A Quick Guide to Pytorch Loss Functions

I keep running into the same problem when I train neural networks: my model learns something, but how do I actually measure whether it is learning the right thing? The loss function is the answer to that question. It is the single number that tells a model how far off its predictions are from the truth, and every weight update in the network tries to make that number smaller.

This article covers PyTorch’s built-in loss functions, from basic ones like MSELoss and CrossEntropyLoss to specialized losses like HuberLoss and TripletMarginLoss. By the end, you will know which loss to reach for in different training scenarios and how to wire them up in your training loop.

TLDR

Loss functions measure how wrong a model’s predictions are
Use MSELoss for regression, CrossEntropyLoss for multi-class classification
BCEWithLogitsLoss combines sigmoid and binary cross-entropy in one numerically stable call
Custom losses are just nn.Module subclasses with a forward method
Pair NLLLoss with LogSoftmax, and use KL Divergence for distribution matching tasks

What are Loss Functions in Deep Learning?

A loss function takes the model’s predictions and the true labels, then boils them down to a single scalar value. During training, PyTorch computes this loss after each forward pass, then runs backpropagation to calculate gradients for every weight in the network. Those gradients tell each weight how much it should increase or decrease to reduce the loss on the next batch.

Smaller loss means better predictions. If the loss drops over time, the model is learning. If it plateaus or rises, something is wrong with the data, the learning rate, or the loss choice itself. The loss is the training signal, so picking the right one matters more than almost any other architectural decision.

PyTorch ships every common loss function under the torch.nn namespace. All of them inherit from nn.Module, which means they plug straight into the training loop just like any other layer.

Regression Losses: MSELoss and L1Loss

Regression problems predict continuous values. If your model outputs a raw number (house prices, temperatures, stock returns), you typically reach for one of two main losses.

## STORED RECORDS
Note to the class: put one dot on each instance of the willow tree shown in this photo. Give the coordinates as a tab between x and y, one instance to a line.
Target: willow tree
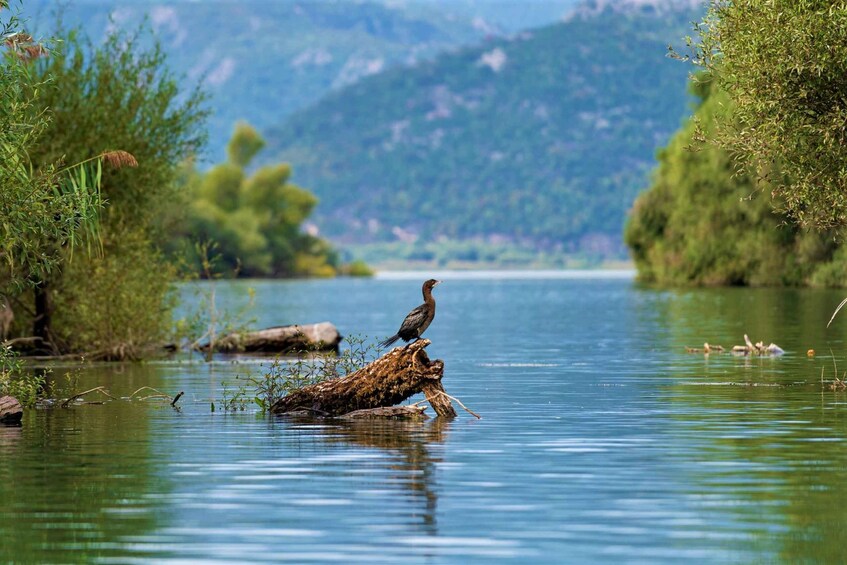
702	223
783	63
46	211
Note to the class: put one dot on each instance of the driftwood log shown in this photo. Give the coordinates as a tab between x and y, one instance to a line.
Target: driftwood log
10	410
322	336
399	374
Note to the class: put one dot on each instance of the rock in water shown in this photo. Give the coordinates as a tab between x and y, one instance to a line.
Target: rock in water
10	410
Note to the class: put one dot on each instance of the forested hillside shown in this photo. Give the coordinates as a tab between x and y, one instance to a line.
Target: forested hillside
543	139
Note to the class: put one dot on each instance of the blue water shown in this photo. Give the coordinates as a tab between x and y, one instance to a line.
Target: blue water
601	439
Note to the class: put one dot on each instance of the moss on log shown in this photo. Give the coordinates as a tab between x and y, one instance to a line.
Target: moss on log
399	374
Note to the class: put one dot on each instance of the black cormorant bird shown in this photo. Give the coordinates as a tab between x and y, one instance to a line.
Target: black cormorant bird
418	319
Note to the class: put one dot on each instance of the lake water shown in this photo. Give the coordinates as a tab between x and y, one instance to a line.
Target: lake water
601	439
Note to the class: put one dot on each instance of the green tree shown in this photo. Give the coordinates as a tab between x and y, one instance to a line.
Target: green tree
43	209
701	223
255	220
783	63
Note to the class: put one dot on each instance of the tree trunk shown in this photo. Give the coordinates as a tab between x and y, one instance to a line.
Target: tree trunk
391	379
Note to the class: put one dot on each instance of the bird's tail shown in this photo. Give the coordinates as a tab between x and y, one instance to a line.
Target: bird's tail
388	342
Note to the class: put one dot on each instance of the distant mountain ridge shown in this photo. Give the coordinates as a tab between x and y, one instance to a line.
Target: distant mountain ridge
541	139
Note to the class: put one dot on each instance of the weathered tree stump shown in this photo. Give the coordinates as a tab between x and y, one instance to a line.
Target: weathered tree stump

## REQUIREMENTS
[1] In the PyTorch loss functions guide:
(a) Which loss does it recommend for multi-class classification?
(b) Under which namespace does PyTorch ship every common loss function?
(c) What two things does BCEWithLogitsLoss combine?
[2] Carry on the PyTorch loss functions guide, picking up after its final sentence.
Nothing in the listing is needed for this work.

## THE ANSWERS
[1]
(a) CrossEntropyLoss
(b) torch.nn
(c) Sigmoid and binary cross-entropy

[2]
L1Loss, also called Mean Absolute Error, computes the average absolute difference between predicted and true values. It is robust to outliers because it does not square the errors, so a single wildly wrong prediction does not dominate the loss.


import torch
import torch.nn as nn

criterion = nn.L1Loss()
predictions = torch.tensor([1.2, 3.4, 2.1])
targets = torch.tensor([1.0, 3.0, 2.0])
loss = criterion(predictions, targets)
print(loss)


tensor(0.2333)

MSELoss, or Mean Squared Error, squares each error before averaging. This punishes larger errors much more than smaller ones, which can help when you want the model to be confident in its predictions. The trade-off is that outliers in your training data can inflate the loss dramatically. Both L1Loss and SmoothL1Loss (which behaves like L1 for large errors and L2 for small ones) are also available in torch.nn.


import torch
import torch.nn as nn

criterion = nn.MSELoss()
predictions = torch.tensor([1.2, 3.4, 2.1])
targets = torch.tensor([1.0, 3.0, 2.0])
loss = criterion(predictions, targets)
print(loss)


tensor(0.0700)

Classification Losses: CrossEntropyLoss, BCEWithLogitsLoss, NLLLoss

Classification tasks group predictions into discrete categories. The right loss depends on how many classes you have and how the model outputs its predictions.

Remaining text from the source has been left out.